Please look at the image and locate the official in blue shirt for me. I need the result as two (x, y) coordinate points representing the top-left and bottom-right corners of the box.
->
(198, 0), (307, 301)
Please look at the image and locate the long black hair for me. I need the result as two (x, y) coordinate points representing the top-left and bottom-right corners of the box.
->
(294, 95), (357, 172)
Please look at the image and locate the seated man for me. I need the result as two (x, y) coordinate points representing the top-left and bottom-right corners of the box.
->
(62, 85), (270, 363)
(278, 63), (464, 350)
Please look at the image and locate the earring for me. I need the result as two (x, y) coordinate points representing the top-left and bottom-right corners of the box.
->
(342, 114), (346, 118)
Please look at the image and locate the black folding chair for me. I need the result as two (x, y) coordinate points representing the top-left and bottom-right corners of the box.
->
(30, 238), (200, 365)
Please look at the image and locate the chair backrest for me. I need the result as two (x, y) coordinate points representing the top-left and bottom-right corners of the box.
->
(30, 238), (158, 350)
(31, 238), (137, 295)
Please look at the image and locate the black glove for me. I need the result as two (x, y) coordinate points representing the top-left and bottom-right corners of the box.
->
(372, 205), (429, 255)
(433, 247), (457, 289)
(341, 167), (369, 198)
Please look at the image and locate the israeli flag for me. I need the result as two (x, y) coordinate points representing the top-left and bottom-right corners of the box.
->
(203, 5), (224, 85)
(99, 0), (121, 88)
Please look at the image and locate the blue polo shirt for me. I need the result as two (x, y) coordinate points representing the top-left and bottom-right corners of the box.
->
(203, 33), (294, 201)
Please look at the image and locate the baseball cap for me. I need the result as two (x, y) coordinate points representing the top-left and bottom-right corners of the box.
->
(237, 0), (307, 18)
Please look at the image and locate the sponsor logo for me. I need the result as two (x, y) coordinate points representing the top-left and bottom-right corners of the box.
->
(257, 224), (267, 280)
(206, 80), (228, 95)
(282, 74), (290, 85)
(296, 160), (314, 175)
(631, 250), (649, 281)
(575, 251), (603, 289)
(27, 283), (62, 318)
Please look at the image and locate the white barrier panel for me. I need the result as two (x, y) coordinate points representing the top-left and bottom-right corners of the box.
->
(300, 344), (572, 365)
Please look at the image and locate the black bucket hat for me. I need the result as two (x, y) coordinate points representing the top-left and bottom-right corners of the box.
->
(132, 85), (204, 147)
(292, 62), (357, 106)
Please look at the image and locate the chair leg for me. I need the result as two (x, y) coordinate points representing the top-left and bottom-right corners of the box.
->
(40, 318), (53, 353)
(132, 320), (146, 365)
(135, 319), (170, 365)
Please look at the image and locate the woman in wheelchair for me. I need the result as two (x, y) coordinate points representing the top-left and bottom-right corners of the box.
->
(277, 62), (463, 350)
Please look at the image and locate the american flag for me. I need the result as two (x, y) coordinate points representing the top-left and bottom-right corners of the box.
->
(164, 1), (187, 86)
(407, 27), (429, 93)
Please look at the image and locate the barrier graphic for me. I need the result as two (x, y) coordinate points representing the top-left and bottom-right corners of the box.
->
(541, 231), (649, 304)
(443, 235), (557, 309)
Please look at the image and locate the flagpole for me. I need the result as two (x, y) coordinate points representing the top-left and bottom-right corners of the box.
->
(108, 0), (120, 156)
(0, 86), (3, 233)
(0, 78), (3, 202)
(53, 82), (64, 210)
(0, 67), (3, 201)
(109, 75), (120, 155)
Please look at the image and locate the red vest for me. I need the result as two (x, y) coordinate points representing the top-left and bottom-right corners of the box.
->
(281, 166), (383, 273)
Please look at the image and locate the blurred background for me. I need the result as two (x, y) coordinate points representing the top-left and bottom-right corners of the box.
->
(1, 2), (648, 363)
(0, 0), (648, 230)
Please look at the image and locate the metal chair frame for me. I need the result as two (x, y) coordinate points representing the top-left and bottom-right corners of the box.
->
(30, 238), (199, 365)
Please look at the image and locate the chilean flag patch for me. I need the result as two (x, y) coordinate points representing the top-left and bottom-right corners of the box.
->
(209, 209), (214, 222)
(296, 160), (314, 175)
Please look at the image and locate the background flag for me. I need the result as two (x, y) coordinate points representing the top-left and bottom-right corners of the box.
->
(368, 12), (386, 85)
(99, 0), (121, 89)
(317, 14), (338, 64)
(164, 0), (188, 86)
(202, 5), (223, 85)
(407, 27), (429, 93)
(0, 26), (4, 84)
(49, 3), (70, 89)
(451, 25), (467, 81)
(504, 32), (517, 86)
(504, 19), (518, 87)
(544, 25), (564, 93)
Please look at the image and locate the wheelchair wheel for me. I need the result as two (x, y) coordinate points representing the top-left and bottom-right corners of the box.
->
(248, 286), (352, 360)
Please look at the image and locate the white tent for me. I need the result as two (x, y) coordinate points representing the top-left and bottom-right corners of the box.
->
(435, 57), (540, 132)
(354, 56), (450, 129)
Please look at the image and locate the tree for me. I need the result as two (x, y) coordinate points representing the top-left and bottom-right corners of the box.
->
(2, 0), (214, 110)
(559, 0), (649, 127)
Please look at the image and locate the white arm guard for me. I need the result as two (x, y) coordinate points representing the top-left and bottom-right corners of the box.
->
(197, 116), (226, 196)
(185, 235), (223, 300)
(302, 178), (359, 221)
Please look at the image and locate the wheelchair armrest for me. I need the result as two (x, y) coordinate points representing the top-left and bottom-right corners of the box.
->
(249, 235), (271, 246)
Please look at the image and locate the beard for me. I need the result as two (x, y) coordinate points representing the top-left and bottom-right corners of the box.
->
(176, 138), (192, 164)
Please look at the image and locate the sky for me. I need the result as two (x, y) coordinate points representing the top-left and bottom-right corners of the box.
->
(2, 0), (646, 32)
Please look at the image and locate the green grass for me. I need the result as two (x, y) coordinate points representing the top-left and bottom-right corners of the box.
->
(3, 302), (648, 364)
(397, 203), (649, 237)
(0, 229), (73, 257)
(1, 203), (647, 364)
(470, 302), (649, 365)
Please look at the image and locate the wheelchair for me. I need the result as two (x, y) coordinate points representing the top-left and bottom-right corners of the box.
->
--------------------------------------------------
Reproduce the material word for word. Leave nothing out.

Please look at the image and locate the official in blue shirt for me. I need the result as two (x, y) coordinate points representing the top-left and bottom-right corners of the box.
->
(198, 0), (307, 301)
Please look at the image and locate the long black hair for me. I need the result as two (x, y) coordinate points representing the top-left and bottom-right corners of the box.
->
(294, 95), (357, 172)
Please look at the image and locate the seated man for me. I need the result as two (x, y) coordinate points representing the top-left and bottom-right corners of the box.
->
(62, 85), (270, 363)
(278, 63), (464, 350)
Please look at the image and locate the earring for me. I need the result as two (x, y) coordinate points representing the top-left and bottom-right corners of the box.
->
(342, 114), (346, 118)
Please look at the image and locate the black folding chair for me. I need the result as two (x, y) coordinate points representing the top-left and bottom-right corners of the box.
->
(30, 238), (200, 365)
Please look at the image and locate the chair backrest for me. I need the result as two (x, y) coordinate points representing the top-left and bottom-right corners of the box.
->
(30, 238), (158, 350)
(31, 238), (137, 295)
Please look at the image and locate the black glove for me. I need the result as two (x, y) coordinate points representing the top-left and bottom-right corners of the box.
->
(372, 205), (429, 255)
(433, 247), (457, 289)
(341, 167), (369, 198)
Please look at the image and locate the israeli flag for me. I need the result as two (x, y) coordinate points representing the top-left and bottom-right corners of the box.
->
(203, 5), (224, 85)
(99, 0), (121, 88)
Please look at the image and locate the blue polo shirt for me. I need the result as two (x, y) coordinate points representing the top-left and bottom-right corners of the box.
->
(203, 33), (294, 201)
Please look at the image and locate the baseball cap for me. I need the result as two (x, y) coordinate points representing the top-left and bottom-right corners of the box.
->
(237, 0), (307, 18)
Please look at the image and locate the sponsor logo for me. I need the result as two (x, y) coordinate points representing the top-left and bottom-right corners of the box.
->
(257, 224), (267, 280)
(206, 80), (228, 95)
(282, 74), (290, 85)
(296, 160), (314, 175)
(631, 250), (649, 281)
(575, 251), (603, 289)
(27, 283), (62, 318)
Please look at the image and locate the white barrier panel for me. I need the result as two (x, y) coordinate points representing the top-left and bottom-right corners of the box.
->
(300, 344), (572, 365)
Please look at the image and locate the black bucket hat for me. I need the result as two (x, y) coordinate points representing the top-left and bottom-right corners of the box.
->
(132, 85), (204, 147)
(292, 62), (357, 106)
Please look at the image and locate the chair leg for me. I need the result as two (x, y) coordinate points representing the top-left and bottom-right corners of the box.
->
(40, 318), (53, 353)
(132, 320), (146, 365)
(135, 319), (170, 365)
Please look at the image and locate the woman in wheelchair for me. I need the result as two (x, y) coordinate points representing the top-left and bottom-right corners of the box.
->
(277, 62), (463, 350)
Please look at the image and locate the american flag for me. I need the result as two (x, y) coordinate points representing the top-left and bottom-right corners of the box.
->
(164, 1), (187, 86)
(407, 27), (429, 93)
Please look at the image and locate the barrier graphic for me. I need the result as two (x, y) coordinate points representing the top-left and bottom-right corners of the box.
->
(541, 231), (649, 304)
(443, 235), (557, 309)
Please look at the image and locate the flagpole for me. I need the result as two (x, y) coordinate points representing the top-left and bottom-right corners of the box.
->
(108, 0), (120, 156)
(0, 86), (3, 233)
(0, 78), (3, 202)
(53, 82), (64, 210)
(0, 67), (3, 201)
(109, 75), (120, 155)
Please look at the image and locate the red vest for me. I need the result as two (x, y) coordinate points representing the top-left and bottom-right corners of the box.
->
(281, 166), (383, 273)
Please look at the image and locate the blurred background for me. I need the result as two (x, y) coordinate points representing the top-left and bottom-right corners of the box.
->
(1, 2), (648, 363)
(0, 0), (648, 230)
Please look at the image and locate the metal chair frame for me. I need the result as two (x, y) coordinate points representing the top-left and bottom-right corners of the box.
->
(30, 238), (199, 365)
Please look at the image and locate the chilean flag patch for me. I need the result as two (x, y) coordinate points representing the top-left and bottom-right corners of the box.
->
(209, 209), (214, 222)
(296, 160), (314, 175)
Please look at the image and locate the background flag for me. I need the result as two (x, y) coordinate points representing the top-left and bottom-right corners of the box.
->
(368, 12), (386, 85)
(99, 0), (121, 89)
(317, 14), (338, 64)
(164, 0), (188, 86)
(202, 5), (223, 85)
(407, 27), (429, 93)
(0, 26), (4, 84)
(49, 3), (70, 89)
(451, 25), (467, 81)
(504, 32), (517, 86)
(504, 19), (518, 87)
(544, 25), (564, 93)
Please look at the image and locate the wheelchair wheel for me. I need the result as two (x, y) coordinate points representing the top-left and bottom-right corners of the box.
->
(248, 286), (352, 360)
Please look at the image and locate the white tent for me. I need the result as two (x, y) coordinate points representing the top-left and bottom-right corners of the box.
->
(435, 57), (540, 132)
(354, 56), (450, 129)
Please look at the image and locate the tree for me. I need the result as two (x, y) coordinate points representing the top-left and bottom-right corners of the box.
->
(2, 0), (214, 110)
(559, 0), (649, 127)
Please look at the image and locate the white arm guard for me. I need the result as two (x, y) coordinate points representing the top-left and bottom-right corners of the box.
->
(197, 116), (226, 196)
(185, 235), (223, 300)
(302, 178), (359, 221)
Please look at the image and locate the wheelchair armrest for me. I need the result as two (x, y) coordinate points representing the top-left and bottom-right corners of the box.
->
(249, 235), (271, 246)
Please look at the image and locate the beard for me. I need the result as two (x, y) coordinate points representing the top-left and bottom-right corners of the box.
->
(176, 138), (192, 164)
Please look at the image and locate the sky for me. I need the result as two (x, y) coordinate points representing the top-left and bottom-right corners of the box.
->
(2, 0), (646, 32)
Please look at the image and locate the green grass for me. I need the result as two (x, y) coordinate points representing the top-left and bottom-right corners of the box.
->
(3, 302), (648, 364)
(397, 203), (649, 237)
(0, 229), (73, 257)
(1, 203), (647, 364)
(470, 302), (649, 365)
Please look at the image and locate the wheelchair for me. I need the result as two (x, y) coordinate points representing the top-left and bottom-right corners of the box.
->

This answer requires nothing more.